[Collection entries]
——

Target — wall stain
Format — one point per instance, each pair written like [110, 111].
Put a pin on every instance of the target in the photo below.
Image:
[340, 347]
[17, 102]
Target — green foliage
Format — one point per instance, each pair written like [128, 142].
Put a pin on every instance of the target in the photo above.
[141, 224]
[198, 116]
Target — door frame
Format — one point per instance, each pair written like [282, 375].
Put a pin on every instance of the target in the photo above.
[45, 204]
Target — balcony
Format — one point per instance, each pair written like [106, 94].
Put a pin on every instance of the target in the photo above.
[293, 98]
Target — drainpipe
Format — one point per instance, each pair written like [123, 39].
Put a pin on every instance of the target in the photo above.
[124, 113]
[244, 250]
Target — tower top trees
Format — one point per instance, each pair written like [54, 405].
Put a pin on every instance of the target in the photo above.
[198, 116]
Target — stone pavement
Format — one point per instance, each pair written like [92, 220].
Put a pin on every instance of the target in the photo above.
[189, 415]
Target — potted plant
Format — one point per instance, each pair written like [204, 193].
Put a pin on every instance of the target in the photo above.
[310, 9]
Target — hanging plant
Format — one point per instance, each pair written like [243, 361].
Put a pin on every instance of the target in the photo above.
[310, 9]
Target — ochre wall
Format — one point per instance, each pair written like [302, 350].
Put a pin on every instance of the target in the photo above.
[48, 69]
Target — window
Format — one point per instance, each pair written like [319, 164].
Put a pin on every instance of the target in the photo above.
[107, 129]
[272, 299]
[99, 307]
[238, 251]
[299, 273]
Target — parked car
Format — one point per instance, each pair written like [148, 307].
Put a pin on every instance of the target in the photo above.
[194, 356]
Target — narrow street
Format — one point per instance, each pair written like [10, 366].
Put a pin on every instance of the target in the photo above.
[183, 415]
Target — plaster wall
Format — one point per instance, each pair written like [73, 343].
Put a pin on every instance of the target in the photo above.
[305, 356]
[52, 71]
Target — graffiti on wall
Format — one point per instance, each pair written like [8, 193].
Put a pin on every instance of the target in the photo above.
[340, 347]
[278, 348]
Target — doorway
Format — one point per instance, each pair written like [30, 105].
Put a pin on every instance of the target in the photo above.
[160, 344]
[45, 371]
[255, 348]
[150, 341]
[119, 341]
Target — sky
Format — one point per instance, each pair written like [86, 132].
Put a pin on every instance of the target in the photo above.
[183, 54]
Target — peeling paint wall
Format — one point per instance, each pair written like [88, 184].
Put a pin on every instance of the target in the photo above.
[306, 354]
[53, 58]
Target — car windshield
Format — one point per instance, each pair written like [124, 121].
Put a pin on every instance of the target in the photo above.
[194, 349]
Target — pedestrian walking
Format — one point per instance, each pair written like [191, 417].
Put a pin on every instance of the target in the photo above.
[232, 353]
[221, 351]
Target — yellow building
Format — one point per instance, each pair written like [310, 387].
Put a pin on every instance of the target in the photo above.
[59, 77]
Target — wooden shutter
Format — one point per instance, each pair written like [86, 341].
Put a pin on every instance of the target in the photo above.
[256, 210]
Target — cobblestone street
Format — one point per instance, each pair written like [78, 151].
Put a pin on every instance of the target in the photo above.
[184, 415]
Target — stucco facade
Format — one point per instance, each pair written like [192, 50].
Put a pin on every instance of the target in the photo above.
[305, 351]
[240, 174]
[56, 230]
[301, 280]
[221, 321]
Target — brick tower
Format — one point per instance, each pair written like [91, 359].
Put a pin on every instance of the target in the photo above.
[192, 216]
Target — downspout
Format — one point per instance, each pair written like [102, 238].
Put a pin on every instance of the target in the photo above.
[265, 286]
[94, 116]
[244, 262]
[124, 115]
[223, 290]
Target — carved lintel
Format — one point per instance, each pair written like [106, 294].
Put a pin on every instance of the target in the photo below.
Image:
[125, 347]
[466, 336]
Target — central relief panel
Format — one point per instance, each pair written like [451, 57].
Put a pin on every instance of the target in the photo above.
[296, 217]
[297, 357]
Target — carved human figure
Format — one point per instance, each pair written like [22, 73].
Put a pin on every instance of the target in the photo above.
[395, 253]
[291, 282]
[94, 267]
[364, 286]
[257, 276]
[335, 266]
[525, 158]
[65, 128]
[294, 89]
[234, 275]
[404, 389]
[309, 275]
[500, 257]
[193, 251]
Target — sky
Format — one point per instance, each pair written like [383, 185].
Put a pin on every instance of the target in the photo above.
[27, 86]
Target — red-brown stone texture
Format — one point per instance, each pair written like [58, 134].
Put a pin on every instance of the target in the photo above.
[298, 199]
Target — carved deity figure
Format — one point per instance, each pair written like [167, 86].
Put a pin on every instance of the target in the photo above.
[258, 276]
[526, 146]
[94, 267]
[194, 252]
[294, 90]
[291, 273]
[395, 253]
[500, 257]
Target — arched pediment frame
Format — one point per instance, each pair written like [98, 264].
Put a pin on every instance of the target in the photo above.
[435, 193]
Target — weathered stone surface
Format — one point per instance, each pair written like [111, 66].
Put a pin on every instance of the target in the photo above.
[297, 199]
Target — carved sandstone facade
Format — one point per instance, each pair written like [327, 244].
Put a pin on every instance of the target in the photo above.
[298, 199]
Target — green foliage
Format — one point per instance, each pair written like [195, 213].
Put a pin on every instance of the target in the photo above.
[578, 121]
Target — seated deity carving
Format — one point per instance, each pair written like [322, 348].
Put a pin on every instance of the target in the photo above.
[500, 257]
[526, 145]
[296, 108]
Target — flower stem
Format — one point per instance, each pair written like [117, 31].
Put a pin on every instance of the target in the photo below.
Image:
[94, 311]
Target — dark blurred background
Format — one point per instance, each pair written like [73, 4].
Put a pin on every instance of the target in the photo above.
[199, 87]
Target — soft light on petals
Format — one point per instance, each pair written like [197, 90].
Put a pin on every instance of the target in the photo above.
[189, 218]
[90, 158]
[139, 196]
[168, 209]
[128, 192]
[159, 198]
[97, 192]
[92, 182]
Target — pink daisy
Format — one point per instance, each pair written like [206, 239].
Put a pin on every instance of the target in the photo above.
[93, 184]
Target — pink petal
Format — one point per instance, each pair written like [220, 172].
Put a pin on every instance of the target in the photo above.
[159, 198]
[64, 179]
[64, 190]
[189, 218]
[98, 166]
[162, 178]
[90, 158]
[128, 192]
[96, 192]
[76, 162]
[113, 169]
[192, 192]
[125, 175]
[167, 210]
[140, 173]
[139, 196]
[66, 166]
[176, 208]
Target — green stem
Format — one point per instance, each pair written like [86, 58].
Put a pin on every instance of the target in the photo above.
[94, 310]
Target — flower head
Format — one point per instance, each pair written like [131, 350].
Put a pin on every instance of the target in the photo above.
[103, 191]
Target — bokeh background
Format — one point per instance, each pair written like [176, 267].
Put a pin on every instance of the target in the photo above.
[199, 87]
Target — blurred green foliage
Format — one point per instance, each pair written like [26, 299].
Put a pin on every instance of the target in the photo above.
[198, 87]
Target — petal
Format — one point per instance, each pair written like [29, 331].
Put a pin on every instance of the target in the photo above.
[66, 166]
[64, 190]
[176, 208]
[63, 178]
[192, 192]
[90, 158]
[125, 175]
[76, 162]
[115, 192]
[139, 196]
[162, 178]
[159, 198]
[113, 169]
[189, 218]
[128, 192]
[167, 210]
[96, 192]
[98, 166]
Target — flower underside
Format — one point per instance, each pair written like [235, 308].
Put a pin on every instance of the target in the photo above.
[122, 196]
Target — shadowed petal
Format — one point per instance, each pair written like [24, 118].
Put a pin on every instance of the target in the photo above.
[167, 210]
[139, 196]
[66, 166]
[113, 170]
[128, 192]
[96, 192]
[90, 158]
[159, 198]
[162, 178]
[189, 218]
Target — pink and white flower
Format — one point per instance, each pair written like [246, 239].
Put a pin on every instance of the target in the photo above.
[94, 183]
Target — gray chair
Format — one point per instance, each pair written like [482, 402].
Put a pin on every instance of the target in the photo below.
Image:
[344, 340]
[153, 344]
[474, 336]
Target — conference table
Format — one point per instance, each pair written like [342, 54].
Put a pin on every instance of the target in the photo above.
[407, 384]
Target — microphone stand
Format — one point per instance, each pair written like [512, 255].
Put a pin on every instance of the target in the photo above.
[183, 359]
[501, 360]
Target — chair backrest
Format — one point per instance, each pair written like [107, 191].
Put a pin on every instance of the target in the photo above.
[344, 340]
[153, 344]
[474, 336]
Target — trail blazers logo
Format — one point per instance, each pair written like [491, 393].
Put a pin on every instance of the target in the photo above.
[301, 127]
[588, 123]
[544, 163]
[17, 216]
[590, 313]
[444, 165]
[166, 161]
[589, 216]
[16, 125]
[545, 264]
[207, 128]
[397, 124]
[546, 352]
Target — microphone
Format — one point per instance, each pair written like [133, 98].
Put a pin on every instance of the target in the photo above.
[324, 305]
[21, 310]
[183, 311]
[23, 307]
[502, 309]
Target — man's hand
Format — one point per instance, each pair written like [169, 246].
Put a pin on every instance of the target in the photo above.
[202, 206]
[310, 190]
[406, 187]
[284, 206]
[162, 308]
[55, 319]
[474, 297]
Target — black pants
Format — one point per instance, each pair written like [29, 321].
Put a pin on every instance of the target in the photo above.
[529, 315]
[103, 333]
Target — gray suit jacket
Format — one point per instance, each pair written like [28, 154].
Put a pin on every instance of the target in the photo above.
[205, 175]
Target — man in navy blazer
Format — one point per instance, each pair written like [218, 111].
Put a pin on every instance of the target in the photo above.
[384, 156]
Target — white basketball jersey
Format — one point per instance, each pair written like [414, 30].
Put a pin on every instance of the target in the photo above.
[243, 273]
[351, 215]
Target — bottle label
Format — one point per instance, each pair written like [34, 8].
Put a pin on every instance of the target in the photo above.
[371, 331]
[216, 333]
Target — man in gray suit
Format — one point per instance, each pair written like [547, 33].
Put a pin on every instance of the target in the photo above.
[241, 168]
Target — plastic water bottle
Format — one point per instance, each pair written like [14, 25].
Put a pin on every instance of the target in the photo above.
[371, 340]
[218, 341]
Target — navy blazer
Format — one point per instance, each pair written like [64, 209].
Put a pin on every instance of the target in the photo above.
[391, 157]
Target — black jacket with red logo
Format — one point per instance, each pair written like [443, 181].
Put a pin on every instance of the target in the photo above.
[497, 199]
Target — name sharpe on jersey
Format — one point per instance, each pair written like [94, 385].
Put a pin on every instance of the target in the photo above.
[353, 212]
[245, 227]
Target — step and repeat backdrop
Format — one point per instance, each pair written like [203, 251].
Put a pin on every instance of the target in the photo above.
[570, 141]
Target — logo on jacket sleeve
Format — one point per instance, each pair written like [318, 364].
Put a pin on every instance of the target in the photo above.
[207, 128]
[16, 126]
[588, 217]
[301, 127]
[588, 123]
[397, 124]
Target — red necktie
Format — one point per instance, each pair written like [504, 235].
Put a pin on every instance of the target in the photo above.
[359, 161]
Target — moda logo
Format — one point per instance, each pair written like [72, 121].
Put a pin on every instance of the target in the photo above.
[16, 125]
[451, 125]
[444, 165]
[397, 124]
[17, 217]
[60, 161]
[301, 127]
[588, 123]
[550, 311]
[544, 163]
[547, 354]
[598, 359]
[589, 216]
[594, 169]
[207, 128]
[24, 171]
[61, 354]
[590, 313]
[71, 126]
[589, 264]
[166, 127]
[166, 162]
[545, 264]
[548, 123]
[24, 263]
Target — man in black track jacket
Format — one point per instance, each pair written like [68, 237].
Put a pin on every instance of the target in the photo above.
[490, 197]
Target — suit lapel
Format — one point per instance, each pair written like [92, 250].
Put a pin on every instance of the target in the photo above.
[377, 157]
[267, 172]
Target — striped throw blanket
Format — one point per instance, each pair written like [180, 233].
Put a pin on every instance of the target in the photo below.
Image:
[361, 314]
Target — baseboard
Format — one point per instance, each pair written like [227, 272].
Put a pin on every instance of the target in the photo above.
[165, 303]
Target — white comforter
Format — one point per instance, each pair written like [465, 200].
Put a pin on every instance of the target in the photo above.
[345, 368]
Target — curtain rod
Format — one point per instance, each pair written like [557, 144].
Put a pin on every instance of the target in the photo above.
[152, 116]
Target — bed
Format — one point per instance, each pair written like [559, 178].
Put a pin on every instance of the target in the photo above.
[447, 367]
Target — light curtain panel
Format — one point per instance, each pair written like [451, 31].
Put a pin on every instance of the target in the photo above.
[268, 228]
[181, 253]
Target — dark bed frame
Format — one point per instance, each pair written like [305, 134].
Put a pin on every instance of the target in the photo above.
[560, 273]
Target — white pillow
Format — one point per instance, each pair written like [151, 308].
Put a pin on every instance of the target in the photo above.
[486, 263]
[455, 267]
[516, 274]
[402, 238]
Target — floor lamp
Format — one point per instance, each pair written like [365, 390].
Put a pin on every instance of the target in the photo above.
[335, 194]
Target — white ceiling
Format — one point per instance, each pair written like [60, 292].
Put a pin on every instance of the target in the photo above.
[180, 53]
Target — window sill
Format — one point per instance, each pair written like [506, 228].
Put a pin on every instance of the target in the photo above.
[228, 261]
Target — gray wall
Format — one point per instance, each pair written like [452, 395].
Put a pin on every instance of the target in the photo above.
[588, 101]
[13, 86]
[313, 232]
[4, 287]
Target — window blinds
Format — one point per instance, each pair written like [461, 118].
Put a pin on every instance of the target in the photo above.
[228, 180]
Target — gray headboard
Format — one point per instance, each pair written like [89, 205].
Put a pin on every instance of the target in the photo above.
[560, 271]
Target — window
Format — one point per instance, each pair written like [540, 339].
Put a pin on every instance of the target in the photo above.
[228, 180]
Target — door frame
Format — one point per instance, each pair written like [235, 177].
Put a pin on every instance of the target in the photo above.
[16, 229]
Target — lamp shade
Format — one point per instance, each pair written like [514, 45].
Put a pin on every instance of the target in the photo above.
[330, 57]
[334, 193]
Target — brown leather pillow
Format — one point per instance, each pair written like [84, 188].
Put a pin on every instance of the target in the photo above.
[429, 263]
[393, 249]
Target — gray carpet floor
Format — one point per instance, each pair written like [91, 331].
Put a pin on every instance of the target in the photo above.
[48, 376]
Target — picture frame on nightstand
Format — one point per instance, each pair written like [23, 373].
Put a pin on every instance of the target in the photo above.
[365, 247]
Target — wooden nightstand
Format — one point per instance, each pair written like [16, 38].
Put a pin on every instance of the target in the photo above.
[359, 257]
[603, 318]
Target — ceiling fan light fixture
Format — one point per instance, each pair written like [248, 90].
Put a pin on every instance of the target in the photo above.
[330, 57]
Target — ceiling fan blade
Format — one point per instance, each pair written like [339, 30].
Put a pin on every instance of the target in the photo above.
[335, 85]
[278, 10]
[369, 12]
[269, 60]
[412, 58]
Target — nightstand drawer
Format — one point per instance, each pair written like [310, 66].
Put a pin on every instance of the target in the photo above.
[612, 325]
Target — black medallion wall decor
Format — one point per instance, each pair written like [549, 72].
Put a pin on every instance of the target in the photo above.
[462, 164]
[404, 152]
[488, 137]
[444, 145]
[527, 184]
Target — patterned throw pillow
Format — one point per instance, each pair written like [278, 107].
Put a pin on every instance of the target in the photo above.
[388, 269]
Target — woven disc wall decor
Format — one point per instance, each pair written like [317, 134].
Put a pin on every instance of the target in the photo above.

——

» **SHORT EXERCISE**
Copy word for word every line of the data, starting with the line that contains "Target — nightstand drawer" and continuing through the end of the data.

» **RESULT OF THE EXERCISE**
Target — nightstand drawer
Format — one point per instance, each pair written like [310, 66].
Put a pin on every instance of the target in the photo above.
[612, 325]
Target — black medallion wall decor
Format — one point per instance, each pair written like [549, 72].
Put a pin on every instance of the target in the photo above.
[462, 164]
[404, 152]
[488, 137]
[444, 145]
[527, 184]
Target — patterned throw pillow
Format — one point per instance, each pair written like [278, 107].
Put a pin on every instance of the target in the photo above.
[388, 269]
Target — woven disc wall decor
Format — one point per instance, each pair written like [317, 134].
Put a pin on every instance of the target in the photo above.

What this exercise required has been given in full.